### Text excerpt
============

Many investors consider the S&P 500 to be in rally mode, given its 15%-plus rise in 2023 thus far. It is still roughly 5% below its prior all-time high set in early 2022, though. A bear market is usually defined as the period after stocks decline by 20% or more, with a bull market being the reverse situation (showing an over 20% gain). By that measure we appear to be approaching the end of the latest bear market that began in early 2022.

And while growth stocks have generally performed well in the last few months as the fears of a tough recession have receded, there are still attractive deals available for patient investors. So let's take a look at a few excellent stocks to consider while the market is still working to set new highs. Read on for some good reasons to buy Lululemon Athletica (LULU 1.31%), Microsoft (MSFT 1.82%), and PepsiCo (PEP -0.62%) right now.

Lululemon is growing

Lululemon isn't facing anything like the growth hangover impacting other retailers today. Sales in the most recent quarter were up a blistering 27% to cross $2 billion, in fact, thanks to robust demand for its athleisure apparel.

============

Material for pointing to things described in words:
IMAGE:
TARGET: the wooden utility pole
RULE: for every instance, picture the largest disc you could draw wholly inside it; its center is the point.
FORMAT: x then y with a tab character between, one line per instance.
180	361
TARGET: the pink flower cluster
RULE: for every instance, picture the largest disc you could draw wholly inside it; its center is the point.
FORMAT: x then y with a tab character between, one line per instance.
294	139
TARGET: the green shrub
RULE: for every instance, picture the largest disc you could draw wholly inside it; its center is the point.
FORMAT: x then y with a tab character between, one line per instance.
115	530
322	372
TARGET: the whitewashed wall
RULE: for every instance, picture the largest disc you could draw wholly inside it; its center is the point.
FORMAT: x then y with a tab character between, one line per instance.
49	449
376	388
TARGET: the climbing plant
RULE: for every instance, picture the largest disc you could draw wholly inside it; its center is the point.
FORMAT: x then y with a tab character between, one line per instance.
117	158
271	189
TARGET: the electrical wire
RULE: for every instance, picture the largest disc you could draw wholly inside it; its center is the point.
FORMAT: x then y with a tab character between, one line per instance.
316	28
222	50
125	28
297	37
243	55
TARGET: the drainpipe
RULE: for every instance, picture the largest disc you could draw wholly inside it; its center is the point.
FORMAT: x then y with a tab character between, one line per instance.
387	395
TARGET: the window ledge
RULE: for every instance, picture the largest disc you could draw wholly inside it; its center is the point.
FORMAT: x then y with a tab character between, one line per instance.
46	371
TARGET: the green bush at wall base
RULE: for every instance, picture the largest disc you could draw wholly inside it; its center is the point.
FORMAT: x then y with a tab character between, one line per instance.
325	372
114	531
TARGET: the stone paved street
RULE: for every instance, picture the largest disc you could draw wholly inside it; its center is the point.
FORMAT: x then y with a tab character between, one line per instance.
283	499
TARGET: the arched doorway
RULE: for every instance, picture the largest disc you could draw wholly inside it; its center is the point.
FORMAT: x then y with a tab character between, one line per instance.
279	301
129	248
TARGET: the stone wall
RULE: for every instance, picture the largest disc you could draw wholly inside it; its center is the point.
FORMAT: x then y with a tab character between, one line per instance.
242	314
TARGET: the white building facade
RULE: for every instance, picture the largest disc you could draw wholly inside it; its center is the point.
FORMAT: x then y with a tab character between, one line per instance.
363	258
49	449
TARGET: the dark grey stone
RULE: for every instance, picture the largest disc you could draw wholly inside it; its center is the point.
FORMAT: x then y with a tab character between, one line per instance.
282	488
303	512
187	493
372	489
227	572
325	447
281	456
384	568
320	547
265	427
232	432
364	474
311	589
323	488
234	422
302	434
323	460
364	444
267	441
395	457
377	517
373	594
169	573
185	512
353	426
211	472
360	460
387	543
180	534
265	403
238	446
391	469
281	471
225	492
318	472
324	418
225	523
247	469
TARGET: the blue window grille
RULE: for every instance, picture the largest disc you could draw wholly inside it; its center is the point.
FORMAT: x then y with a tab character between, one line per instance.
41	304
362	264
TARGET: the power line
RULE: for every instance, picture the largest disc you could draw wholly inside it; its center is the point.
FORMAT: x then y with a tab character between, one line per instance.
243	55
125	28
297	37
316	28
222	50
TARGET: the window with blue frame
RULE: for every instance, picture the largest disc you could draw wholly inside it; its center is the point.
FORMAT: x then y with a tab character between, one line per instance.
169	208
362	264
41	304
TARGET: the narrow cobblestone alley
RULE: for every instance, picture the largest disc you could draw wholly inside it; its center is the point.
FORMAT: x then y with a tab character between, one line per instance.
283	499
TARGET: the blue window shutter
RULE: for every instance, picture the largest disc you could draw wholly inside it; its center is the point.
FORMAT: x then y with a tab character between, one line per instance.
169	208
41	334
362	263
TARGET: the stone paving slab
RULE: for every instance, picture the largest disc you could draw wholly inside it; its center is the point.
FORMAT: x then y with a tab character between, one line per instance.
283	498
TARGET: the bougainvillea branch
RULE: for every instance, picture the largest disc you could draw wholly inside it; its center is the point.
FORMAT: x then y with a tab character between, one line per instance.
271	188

============

### Exercise
Answer these questions from the stock article:
(a) Roughly how far below its prior all-time high is the S&P 500?
(b) What decline in stocks usually defines a bear market?
(c) By what percentage did Lululemon's sales rise in the most recent quarter?

### Answer to this exercise
(a) Roughly 5%.
(b) A decline of 20% or more.
(c) 27%.